Items saved from a collection:
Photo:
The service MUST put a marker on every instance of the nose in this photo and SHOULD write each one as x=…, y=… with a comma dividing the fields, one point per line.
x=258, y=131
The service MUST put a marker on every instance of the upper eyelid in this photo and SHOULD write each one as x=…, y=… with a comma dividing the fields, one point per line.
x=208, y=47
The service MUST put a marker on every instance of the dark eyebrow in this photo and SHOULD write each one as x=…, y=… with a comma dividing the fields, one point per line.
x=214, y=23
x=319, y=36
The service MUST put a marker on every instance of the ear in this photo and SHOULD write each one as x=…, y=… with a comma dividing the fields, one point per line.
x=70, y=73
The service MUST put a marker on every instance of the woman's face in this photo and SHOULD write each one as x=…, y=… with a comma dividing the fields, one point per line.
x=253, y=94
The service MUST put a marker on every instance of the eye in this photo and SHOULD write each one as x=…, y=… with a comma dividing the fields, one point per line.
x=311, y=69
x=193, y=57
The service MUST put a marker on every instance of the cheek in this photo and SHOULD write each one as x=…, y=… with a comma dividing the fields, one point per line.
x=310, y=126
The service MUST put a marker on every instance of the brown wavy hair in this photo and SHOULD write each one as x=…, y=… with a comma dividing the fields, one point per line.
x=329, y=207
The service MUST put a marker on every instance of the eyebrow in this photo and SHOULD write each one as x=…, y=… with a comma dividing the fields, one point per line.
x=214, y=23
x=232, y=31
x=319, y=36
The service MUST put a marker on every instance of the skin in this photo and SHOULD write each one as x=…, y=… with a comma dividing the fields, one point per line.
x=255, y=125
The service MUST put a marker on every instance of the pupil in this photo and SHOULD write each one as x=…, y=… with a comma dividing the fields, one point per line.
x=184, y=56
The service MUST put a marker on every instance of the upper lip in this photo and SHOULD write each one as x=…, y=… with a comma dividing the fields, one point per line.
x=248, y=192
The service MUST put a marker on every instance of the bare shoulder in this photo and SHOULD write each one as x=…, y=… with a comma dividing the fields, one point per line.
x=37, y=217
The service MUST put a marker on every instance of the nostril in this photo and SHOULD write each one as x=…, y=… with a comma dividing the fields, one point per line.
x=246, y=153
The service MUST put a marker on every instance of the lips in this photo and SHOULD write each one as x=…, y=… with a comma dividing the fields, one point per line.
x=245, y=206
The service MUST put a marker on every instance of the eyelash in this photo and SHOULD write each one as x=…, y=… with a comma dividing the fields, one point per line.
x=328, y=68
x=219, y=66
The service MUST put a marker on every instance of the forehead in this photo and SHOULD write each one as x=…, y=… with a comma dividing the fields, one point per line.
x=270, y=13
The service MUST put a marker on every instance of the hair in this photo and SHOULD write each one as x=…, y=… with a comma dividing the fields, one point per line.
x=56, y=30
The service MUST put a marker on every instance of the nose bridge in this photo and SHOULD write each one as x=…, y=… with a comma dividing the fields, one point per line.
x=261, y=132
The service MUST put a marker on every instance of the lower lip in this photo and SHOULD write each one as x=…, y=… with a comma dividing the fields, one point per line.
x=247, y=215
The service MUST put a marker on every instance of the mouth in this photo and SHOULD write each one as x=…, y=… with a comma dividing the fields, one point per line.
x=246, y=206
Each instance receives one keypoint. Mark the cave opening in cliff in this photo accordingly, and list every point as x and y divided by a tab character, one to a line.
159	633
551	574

---

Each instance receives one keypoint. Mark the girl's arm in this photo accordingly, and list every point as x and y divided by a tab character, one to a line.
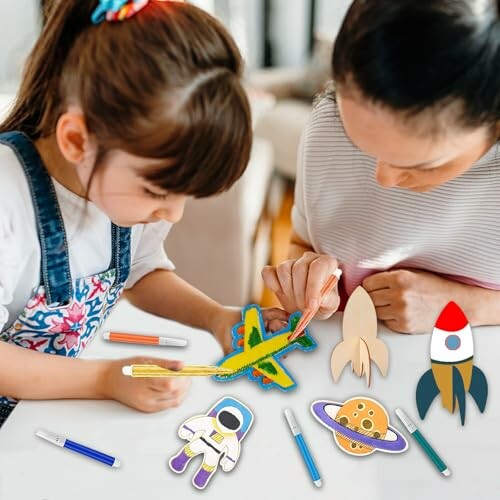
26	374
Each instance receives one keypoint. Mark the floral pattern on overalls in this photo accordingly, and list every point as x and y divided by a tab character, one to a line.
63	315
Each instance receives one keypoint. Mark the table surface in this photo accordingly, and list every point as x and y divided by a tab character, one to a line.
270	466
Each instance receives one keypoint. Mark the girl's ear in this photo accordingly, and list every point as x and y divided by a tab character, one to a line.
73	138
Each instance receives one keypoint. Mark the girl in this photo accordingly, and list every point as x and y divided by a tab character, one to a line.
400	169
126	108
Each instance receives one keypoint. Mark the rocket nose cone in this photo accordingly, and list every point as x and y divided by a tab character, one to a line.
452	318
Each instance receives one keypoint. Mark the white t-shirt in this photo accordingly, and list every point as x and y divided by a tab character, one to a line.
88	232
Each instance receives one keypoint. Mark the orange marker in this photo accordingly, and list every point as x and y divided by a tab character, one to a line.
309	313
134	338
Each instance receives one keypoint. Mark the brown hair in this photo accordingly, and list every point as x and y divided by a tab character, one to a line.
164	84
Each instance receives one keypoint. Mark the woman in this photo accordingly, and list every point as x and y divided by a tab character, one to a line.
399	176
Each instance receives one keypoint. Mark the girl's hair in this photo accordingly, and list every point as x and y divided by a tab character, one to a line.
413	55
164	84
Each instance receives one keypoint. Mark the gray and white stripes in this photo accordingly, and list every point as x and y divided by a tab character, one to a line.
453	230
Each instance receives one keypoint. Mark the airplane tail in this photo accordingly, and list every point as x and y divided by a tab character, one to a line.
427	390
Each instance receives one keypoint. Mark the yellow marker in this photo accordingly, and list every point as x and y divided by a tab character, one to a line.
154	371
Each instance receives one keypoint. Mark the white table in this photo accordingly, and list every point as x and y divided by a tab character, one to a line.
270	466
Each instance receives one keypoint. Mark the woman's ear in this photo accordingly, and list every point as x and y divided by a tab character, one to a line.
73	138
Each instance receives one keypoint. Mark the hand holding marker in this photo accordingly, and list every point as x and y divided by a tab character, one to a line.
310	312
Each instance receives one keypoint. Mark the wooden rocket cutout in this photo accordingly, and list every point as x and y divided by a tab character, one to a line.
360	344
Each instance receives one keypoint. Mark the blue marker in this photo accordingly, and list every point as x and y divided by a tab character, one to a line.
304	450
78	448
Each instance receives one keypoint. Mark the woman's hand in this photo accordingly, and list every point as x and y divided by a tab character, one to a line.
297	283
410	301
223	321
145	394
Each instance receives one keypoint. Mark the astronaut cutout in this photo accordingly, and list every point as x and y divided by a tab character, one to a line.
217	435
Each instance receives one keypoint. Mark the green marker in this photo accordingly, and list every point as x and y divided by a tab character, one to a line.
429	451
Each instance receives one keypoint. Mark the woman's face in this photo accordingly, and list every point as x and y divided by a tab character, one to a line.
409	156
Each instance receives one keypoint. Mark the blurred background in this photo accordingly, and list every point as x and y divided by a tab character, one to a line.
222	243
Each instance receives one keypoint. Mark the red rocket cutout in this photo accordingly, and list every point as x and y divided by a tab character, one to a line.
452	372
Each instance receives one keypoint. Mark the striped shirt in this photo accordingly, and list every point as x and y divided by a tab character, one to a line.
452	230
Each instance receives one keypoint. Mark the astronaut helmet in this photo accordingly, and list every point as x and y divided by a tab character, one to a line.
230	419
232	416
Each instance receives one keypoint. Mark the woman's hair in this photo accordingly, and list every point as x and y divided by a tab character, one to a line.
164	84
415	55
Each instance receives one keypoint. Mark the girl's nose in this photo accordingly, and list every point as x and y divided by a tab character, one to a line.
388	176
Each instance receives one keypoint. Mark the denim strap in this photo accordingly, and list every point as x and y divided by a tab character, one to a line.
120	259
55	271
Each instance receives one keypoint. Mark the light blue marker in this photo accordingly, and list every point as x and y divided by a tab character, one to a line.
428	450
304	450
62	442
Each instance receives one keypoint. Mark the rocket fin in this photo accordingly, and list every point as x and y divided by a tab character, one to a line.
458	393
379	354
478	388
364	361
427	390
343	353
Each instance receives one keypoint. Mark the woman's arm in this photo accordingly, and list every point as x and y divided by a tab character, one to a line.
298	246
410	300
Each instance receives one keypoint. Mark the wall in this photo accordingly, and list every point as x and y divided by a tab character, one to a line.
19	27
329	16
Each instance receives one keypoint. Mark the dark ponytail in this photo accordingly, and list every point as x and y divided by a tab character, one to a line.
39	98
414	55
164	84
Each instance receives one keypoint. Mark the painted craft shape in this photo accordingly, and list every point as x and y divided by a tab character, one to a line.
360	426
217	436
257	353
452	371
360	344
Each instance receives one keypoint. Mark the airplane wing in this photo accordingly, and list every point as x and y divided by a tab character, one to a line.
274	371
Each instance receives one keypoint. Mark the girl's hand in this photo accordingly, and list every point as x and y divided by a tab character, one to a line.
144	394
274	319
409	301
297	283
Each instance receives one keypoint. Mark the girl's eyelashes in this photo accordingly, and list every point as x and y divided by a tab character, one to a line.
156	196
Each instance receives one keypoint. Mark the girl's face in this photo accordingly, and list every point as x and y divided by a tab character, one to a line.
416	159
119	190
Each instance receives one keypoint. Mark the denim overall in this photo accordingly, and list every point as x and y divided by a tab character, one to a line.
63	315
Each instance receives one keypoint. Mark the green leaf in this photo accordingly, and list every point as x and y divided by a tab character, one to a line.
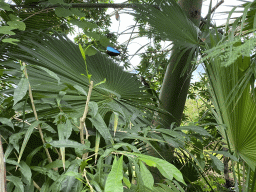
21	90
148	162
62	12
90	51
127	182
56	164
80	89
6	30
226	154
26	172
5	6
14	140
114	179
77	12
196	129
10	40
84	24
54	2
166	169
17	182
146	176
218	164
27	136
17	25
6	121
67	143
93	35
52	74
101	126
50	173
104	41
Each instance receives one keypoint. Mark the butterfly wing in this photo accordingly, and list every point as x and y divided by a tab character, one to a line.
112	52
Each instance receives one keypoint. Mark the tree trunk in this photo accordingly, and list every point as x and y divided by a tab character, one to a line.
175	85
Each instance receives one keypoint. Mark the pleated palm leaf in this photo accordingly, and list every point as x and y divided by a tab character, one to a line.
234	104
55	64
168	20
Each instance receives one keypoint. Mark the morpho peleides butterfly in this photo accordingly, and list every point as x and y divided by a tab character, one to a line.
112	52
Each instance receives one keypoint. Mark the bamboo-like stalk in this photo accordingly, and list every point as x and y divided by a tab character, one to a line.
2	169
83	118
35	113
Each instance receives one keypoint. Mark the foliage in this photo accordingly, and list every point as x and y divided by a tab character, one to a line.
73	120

---

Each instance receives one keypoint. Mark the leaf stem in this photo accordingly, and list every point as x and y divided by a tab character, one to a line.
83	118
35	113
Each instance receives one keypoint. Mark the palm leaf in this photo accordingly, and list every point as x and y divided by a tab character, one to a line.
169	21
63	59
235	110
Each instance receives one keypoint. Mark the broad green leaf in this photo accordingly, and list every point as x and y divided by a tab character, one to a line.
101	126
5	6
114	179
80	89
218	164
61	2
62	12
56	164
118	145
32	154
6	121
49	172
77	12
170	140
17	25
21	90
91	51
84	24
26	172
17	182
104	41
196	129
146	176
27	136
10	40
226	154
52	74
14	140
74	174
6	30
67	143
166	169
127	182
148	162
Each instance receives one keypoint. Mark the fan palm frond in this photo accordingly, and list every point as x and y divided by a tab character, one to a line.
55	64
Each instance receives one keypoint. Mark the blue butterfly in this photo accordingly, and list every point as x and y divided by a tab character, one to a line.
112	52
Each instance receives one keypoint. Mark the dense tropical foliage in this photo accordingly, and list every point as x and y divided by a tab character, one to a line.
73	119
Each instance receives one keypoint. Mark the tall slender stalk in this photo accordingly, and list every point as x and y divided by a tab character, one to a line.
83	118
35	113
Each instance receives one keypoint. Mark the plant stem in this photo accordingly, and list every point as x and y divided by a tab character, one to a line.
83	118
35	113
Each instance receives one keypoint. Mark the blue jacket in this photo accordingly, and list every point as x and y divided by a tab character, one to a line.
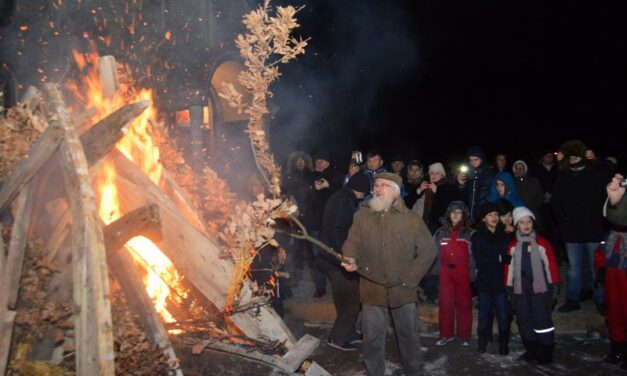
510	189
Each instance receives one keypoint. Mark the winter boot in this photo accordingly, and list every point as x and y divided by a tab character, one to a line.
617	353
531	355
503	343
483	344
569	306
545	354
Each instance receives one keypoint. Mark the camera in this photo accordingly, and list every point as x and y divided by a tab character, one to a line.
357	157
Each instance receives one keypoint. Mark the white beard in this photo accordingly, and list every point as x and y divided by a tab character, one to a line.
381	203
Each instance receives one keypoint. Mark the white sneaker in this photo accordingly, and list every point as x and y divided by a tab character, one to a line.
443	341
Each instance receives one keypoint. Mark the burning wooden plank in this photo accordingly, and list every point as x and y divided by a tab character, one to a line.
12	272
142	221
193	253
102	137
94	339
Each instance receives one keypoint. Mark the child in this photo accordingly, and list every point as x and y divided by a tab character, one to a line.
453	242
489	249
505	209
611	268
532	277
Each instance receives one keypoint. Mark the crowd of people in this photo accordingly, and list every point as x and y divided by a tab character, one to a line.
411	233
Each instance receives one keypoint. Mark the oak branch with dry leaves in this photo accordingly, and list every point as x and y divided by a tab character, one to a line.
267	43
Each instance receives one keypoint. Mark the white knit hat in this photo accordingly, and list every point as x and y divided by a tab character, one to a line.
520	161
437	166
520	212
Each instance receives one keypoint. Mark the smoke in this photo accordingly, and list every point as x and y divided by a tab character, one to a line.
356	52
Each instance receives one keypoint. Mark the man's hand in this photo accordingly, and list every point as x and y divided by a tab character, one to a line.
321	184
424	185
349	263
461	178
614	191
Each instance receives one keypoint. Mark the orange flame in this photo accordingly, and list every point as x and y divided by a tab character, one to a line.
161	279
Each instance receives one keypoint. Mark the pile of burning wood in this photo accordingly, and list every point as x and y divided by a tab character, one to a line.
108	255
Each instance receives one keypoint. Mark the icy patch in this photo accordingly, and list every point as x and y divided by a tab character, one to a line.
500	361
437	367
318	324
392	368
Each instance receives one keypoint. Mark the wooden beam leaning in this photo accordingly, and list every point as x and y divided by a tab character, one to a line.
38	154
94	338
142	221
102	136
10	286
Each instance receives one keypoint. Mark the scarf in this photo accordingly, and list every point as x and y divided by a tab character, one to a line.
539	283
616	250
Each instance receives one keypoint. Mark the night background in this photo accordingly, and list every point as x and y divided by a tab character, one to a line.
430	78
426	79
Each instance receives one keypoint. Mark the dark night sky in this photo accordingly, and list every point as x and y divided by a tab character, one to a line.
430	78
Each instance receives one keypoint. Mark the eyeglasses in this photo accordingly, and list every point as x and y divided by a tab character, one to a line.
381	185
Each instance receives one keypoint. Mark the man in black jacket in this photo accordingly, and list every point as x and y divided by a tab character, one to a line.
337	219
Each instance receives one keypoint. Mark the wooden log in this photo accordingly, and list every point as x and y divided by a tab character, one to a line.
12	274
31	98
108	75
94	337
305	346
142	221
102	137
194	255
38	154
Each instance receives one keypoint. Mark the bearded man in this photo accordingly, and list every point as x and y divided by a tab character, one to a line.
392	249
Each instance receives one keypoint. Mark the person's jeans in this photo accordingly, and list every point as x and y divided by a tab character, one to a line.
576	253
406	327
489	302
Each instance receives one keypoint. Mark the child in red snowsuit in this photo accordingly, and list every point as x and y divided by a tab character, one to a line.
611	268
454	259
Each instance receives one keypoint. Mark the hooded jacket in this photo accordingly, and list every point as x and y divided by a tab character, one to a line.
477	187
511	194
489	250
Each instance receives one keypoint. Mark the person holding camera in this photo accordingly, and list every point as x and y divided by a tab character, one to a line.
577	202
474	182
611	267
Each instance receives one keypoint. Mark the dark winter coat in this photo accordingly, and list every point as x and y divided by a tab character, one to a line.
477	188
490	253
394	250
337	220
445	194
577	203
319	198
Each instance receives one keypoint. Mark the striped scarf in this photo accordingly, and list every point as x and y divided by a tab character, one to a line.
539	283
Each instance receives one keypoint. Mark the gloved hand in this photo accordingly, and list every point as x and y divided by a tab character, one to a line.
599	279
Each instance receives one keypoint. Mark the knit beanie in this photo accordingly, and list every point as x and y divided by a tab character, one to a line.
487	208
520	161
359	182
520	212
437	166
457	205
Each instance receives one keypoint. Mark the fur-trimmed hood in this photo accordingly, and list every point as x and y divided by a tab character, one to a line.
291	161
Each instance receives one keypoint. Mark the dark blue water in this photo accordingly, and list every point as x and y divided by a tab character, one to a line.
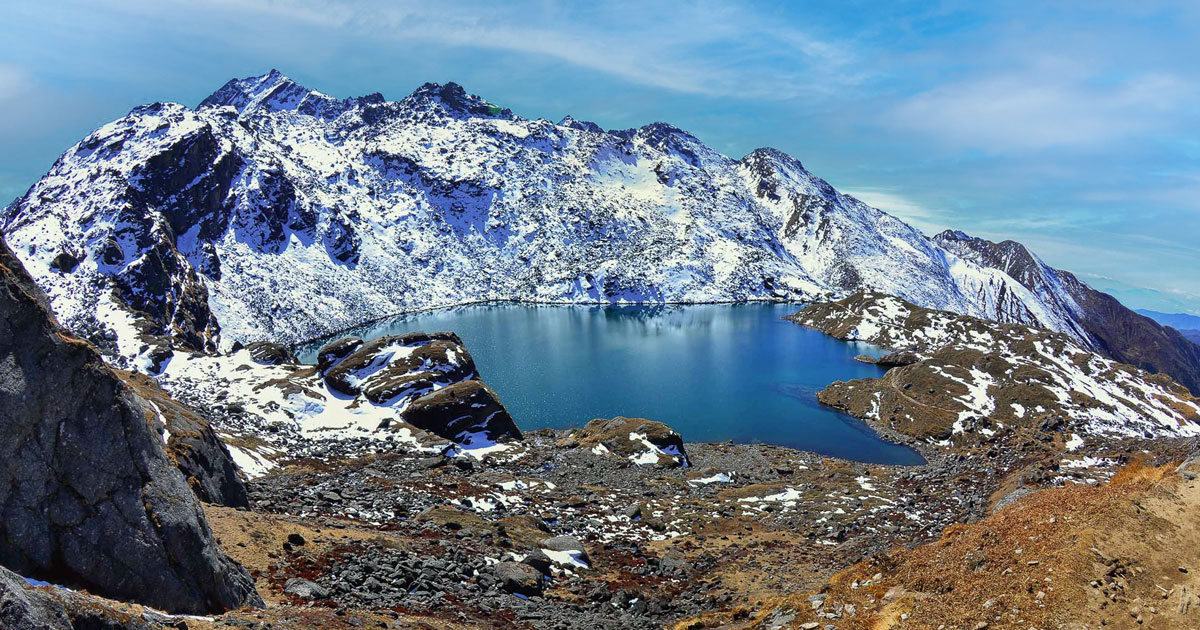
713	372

What the task asks:
Find each line in the material above that has the word "background" in it, and copy those lines.

Expected answer:
Each instance receives one keypoint. Mark the blurred background in this photo accordingly, and list every point as x and y divided by a tab character, one to a line.
Each instance receives one keypoint. Mark the night background in this photo accordingly, and list every point as x and y divided by a tab character, one to a line.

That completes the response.